■ Coordinate annotation records
+-------+

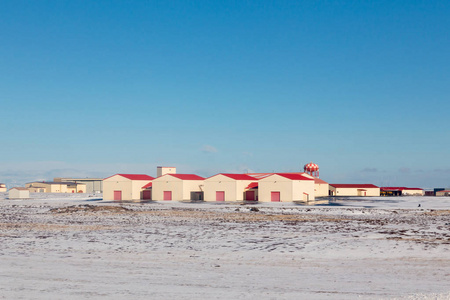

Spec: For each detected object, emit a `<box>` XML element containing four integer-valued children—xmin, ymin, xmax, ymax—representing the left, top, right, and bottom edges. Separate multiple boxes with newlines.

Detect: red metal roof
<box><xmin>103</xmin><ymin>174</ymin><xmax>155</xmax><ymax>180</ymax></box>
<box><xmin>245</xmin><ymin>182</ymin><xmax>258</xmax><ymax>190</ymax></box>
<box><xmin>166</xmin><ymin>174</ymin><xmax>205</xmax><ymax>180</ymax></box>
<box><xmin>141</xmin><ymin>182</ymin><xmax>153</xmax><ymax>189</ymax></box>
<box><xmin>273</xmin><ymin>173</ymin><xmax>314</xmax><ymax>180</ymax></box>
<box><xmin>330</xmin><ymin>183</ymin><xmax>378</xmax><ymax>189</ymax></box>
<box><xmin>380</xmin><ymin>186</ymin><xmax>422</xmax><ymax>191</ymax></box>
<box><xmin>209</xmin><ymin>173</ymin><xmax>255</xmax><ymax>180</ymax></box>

+-------+

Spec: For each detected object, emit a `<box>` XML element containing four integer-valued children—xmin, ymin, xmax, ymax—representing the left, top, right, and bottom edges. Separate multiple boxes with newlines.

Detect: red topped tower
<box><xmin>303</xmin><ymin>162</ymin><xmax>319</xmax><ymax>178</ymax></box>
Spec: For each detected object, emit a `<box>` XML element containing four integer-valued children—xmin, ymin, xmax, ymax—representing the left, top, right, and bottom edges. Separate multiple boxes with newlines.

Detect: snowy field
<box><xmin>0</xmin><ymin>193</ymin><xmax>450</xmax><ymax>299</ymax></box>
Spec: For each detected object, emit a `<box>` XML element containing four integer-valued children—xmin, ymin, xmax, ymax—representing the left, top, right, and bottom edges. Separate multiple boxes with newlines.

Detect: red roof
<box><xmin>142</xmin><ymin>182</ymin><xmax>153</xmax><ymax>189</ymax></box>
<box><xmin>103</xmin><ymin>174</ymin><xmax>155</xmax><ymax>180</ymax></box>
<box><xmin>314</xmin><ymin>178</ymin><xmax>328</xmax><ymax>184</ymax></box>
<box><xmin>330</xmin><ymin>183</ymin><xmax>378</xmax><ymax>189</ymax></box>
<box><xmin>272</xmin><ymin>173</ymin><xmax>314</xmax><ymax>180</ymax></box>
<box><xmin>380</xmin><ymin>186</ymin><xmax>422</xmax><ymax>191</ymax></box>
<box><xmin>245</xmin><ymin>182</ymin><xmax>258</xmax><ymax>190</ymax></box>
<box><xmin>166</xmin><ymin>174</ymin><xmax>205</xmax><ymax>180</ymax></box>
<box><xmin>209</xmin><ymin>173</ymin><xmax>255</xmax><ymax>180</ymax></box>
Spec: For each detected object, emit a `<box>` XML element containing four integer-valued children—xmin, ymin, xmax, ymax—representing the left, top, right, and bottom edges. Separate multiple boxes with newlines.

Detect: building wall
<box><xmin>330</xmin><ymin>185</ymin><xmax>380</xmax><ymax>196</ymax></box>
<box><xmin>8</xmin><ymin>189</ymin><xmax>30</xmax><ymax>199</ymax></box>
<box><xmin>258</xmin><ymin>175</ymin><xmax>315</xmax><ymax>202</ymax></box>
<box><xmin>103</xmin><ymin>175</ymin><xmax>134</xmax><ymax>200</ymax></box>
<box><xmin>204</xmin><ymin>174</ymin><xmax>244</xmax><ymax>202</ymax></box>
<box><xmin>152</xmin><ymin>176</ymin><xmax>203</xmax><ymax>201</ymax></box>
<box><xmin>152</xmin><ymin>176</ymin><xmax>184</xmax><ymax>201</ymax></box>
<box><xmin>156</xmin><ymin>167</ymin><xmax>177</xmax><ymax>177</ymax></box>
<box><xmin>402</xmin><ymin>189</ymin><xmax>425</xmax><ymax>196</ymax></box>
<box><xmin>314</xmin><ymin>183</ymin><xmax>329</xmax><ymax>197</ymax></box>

+-------+

■ Directions for this task
Count the lines of the records above that contain the string "roof", matching case exactly, and reply with the number alone.

■ Finished task
2